• WHAT YOU SHOULD DO
Each entry below is to be copied out exactly and in full.

*** SOURCE INFORMATION ***

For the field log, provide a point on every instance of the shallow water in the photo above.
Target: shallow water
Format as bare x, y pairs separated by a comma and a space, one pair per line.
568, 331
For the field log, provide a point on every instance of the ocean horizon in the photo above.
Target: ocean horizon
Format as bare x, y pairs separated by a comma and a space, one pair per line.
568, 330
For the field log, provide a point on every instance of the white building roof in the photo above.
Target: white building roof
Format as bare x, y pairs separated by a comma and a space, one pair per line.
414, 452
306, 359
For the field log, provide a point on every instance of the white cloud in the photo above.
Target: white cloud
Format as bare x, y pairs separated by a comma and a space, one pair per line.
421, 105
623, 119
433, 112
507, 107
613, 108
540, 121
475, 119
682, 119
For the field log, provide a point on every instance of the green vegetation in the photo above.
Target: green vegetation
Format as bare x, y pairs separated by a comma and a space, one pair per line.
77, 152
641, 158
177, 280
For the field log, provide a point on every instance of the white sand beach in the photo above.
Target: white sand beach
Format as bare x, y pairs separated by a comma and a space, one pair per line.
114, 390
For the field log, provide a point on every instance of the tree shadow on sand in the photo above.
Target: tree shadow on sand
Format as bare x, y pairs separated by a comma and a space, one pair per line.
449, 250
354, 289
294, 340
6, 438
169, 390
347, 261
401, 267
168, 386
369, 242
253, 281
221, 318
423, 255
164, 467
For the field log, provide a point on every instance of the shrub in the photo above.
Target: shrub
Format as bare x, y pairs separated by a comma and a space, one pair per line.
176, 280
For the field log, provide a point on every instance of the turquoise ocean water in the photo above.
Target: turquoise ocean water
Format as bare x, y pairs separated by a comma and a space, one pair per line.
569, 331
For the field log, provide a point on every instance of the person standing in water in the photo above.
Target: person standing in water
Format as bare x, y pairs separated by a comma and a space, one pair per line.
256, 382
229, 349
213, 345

*** End of SOURCE INFORMATION ***

• ANSWER FOR THE TASK
For the field log, provide a point on every instance of the shallow water in the photo above.
Target: shallow water
Format as bare x, y pairs separated by a comma and a space, one pair per line.
568, 331
For the field log, provide a point on every instance of the ocean horizon in the photo above.
Target: ocean horizon
Format as bare x, y pairs separated by a comma and a space, one pair per line.
568, 330
For the field log, provide a point on every instance of the white building roof in the photo above.
Target: white building roof
Format as bare x, y pairs separated by a comma and a space, one pair per line.
414, 452
306, 359
For the field log, provide a point on every instance of the white cloud in the photo above.
Target: white cloud
Format as bare x, y pairs separated by a comma and a space, one pair per line.
421, 105
623, 119
433, 112
507, 107
613, 108
540, 121
475, 119
682, 119
For the field log, provide a point on every instance of the green vegetation in the photo above.
Target: green vegetation
Format as bare x, y pairs separated by a comma and a space, one pair per line.
77, 152
641, 158
177, 280
For the field log, provide a point on every instance of the white sand beach in the photo above.
Target: white sand beach
Format as bare x, y pairs separated by a comma and a space, one pair per line.
114, 390
For the field log, provide a point on every instance of the tree shadow on sand in the photo above.
Target: tree shadow on sand
Format as bare x, y pairs separated by a comma and a space, one pair per line.
449, 250
354, 289
294, 340
6, 438
169, 390
347, 261
401, 267
168, 386
369, 242
253, 281
221, 318
423, 255
164, 467
For the field log, provide a point on every instance of the shrub in the photo above.
Target: shrub
Format as bare x, y pairs separated by a comma and a space, one pair per line.
176, 280
For the field log, provide a point on every instance of the turquoise ocean water in the photo above.
Target: turquoise ocean water
Format as bare x, y pairs separated by a comma and a space, one pair per line.
569, 331
For the field log, provide a point on every instance of the person standing in water in the photo above.
Target: person standing in water
Format as bare x, y pairs separated by a comma and a space, one pair per line.
256, 382
229, 349
213, 345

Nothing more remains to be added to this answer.